GIVEN PASSAGE.
━━━
Finally, Republicans have introduced legislation in Congress that would shield businesses from COVID-19-related lawsuits so long as they use “reasonable” efforts to keep their customers and workers safe and comply with all health and safety regulations. While the measure has been included in COVID-19 relief packages currently being negotiated by lawmakers, its passage is uncertain.
In light of the liability risks associated with COVID-19, it is a good time to conduct a thorough review of your insurance coverage and determine what coverage may be available in certain circumstances.
Many businesses have likely already reviewed their business interruption insurance, which provides coverage when the insured suffers a loss of income from a disruption of business operations. The availability of business interruption coverage for losses associated with government-mandated shutdowns is still an evolving issue. While many insurers denied COVID-19-related claims based on the lack of any physical loss or provisions excluding viruses/pandemics, the resulting legal disputes are still working their way through the system.
━━━
SOURCE DATA.
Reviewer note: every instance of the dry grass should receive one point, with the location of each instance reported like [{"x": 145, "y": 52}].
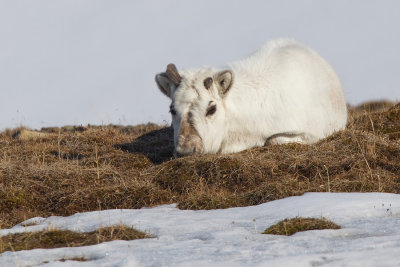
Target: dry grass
━━━
REQUIRED TASKS.
**A.** According to the passage on COVID-19 business liability and insurance, what must businesses do to be shielded from COVID-19-related lawsuits under the legislation Republicans introduced?
**B.** Write the next part of the passage on COVID-19 business liability and insurance, picking up after its final sentence.

WRITTEN RESPONSES.
**A.** They must use "reasonable" efforts to keep customers and workers safe and comply with all health and safety regulations.

**B.**
Going forward, businesses should access whether they have sufficient coverage should someone allege that they were exposed to the virus on your property. Workers who contract COVID-19 may be entitled to workers’ compensation benefits, which would generally be covered under an employer’s workers’ compensation policy. Meanwhile, customers who claim they were exposed to the virus at certain premises may also seek to hold the business accountable. These claims may trigger coverage under commercial general liability policies, which provide coverage for “bodily injury” to certain individuals.
Given that cyberattacks have increased significantly since the pandemic began, businesses should also evaluate their current insurance policies to determine if losses incurred due to cyberattacks (business interruption, website outage, privacy breach) would be covered. If you do identify coverage gaps, it is advisable to consider a cyber-insurance policy that specifically addresses these risks.
COVID-19 has been disruptive for employers and employees alike. In the height of the pandemic, many employers were forced to cut their employees’ hours, reduce compensation/benefits, and alter job duties. Now that the dust has settled, any such changes should be memorialized in writing and signed by both parties. Employment agreements should detail the extent of such changes, as well as the expected duration.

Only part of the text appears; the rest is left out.